» Fragment tekstu
Kilka
dni temu rosyjski Mundial wkroczył w swoją szczytową fazę. W tym
momencie zaczyna się kwintesencja tego co w piłce najpiękniejsze.
Niestety nie ma już w turnieju naszej reprezentacji.
Drażni
mnie jak szybko wahadło kibicowskich emocji zmienia swoje położenie.
Mam tutaj na myśli początkowy hurra optymizm. Zagrzewanie do boju
ze wszystkich stron m.in. dziennikarskie materiały (np.
przedstawianie naszych w świetle faworyta), propaganda sukcesu (np.
poprzez podkreślanie rekordowych miejsc w rankingu FIFA) oraz
niektóre reklamy prezentujące naszych jako niezwyciężonych
herosów.
Efektem tego było wywołanie wrażenia, że wyjście z
grupy to formalności, a nasi piłkarze prawdziwą grę zaczną
dopiero w fazie pucharowej. W mojej ocenie szczególnie propaganda
sukcesu wpłynęła na osoby, które z piłką nożną mają
styczność co cztery lata (w najlepszym wypadku co dwa) i to jak w
mistrzostwach grają nasi, bo inaczej to nawet mogą nie wiedzieć,
że taka impreza się odbywa. Wymalowane twarze, flagi ma domach i
autach, patriotyczne grafiki na facebooku tym wszystkim raczyliśmy
się do od pierwszych dni czerwca.
I
tak było pięknie….aż do 19 czerwca. Po tym meczu wiele (a może
wszystko się zmieniło?) Polska przegrała z 27 drużyną w rankingu
na dodatek bez walki i zaangażowania. Fala krytyki, szyderstw oraz
ogólnego załamania przelała się przez Internet. Nie chce mi się
tego głębiej komentować. Nie widzę w tym sensu po prostu. Wielu
„fanów” już wtedy postawiło krzyżyk na naszych piłkarzach.
Resztę wiary dobił mecz z Kolumbią i sromotne 0:3 w podobnie
marnym stylu…Niestety nie mogła wpłynąć na ocenę naszych
skromna wygrana na pożegnanie z Japonią.

» Wymaganie 1
Zwróć bez zmian fragment tekstu o mundialu: wszystko od „Niestety nie ma” w dół aż do „dziennikarskie materiały (np.”.
» Wymaganie 2
Wznów tekst o mundialu i pisz go dalej po jego ostatnim zdaniu.
Pozycje niżej nie będą potrzebne.

» Wycinek danych
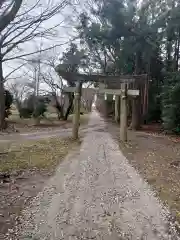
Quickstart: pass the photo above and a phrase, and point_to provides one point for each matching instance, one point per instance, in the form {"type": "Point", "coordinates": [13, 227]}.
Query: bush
{"type": "Point", "coordinates": [40, 109]}
{"type": "Point", "coordinates": [171, 102]}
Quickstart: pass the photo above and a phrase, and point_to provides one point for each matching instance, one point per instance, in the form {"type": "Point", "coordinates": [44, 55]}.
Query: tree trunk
{"type": "Point", "coordinates": [2, 98]}
{"type": "Point", "coordinates": [71, 99]}
{"type": "Point", "coordinates": [136, 102]}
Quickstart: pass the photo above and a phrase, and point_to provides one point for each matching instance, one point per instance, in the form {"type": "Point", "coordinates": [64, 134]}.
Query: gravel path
{"type": "Point", "coordinates": [96, 194]}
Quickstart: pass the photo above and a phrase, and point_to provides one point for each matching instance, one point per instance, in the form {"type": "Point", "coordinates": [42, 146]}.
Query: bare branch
{"type": "Point", "coordinates": [5, 19]}
{"type": "Point", "coordinates": [32, 53]}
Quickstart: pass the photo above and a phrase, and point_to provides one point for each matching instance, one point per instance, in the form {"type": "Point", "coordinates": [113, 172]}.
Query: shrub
{"type": "Point", "coordinates": [171, 102]}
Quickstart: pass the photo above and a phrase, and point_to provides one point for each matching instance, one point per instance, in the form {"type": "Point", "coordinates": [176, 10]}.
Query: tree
{"type": "Point", "coordinates": [21, 22]}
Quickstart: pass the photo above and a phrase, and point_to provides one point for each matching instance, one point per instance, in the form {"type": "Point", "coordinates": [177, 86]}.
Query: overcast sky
{"type": "Point", "coordinates": [65, 33]}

» Wynik końcowy 1
Niestety nie ma już w turnieju naszej reprezentacji.
Drażni
mnie jak szybko wahadło kibicowskich emocji zmienia swoje położenie.
Mam tutaj na myśli początkowy hurra optymizm. Zagrzewanie do boju
ze wszystkich stron m.in. dziennikarskie materiały (np.

» Wynik końcowy 2
Niestety
tak to wszystko wyglądało jeszcze kilka dni temu. Dokładnie tak
jak w tytule: od miłości do nienawiści jeden krok. Dla mnie jest
to postawa nie do przyjęcia. Niestety piłka to wiele różnych
czynników składających się na wynik. Zazwyczaj jeżeli się liczy
na zbyt wiele to można się srogo zawieźć. Tak było i tym razem
(zwłaszcza w przypadku osób podatnych na propagandę medialną o
czym wspominałem wyżej). Nie powiem sam osobiście liczyłem na
wyjście z grupy. Miałem jednak świadomość, że nie będzie
łatwo. Najbardziej co mnie zawiodło oprócz postawy wielu kibiców
oraz złych wyników to fakt braku walki której nie było widać ani
w meczu z Senegalem, ani z Kolumbią. Niestety tylko od czasu do
czasu nasi piłkarze przejawiali zaangażowanie w meczu z Japonią.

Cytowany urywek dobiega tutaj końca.